(Job) Can you recast the stretch from the start of the rows through the line containing "Target: **eyebrow**" as a numbered list, leaving out any blank lines?

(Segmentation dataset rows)
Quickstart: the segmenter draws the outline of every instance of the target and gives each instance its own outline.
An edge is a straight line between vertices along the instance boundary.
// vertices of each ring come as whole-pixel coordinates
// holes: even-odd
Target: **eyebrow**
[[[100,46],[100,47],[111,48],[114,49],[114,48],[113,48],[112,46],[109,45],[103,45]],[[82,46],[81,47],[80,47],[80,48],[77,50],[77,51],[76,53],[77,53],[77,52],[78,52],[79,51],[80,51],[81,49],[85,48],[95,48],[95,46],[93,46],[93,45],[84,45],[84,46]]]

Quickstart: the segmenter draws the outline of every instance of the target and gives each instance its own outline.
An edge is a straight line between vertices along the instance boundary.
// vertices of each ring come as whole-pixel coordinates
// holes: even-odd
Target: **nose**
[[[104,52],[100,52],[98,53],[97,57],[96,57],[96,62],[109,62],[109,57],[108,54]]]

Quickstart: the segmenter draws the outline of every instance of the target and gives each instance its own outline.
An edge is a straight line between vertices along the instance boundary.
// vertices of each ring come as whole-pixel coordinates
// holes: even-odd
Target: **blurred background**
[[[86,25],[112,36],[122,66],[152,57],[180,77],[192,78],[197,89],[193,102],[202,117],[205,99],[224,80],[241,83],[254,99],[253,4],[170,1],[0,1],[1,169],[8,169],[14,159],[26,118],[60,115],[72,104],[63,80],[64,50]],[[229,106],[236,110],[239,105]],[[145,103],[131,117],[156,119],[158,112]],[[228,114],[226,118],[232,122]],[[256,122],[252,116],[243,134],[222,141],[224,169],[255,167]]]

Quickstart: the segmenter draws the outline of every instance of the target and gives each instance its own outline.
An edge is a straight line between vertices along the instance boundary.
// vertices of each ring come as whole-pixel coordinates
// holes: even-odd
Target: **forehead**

(Solution to the exercise)
1. Quickstart: the segmenter draws the outline of every instance of the target and gives each instance its own outline.
2. An edge is a straight line between vertices along the instance boundary.
3. // vertices of each ring come as whole-pixel coordinates
4. // holes: even-odd
5. Target: **eyebrow**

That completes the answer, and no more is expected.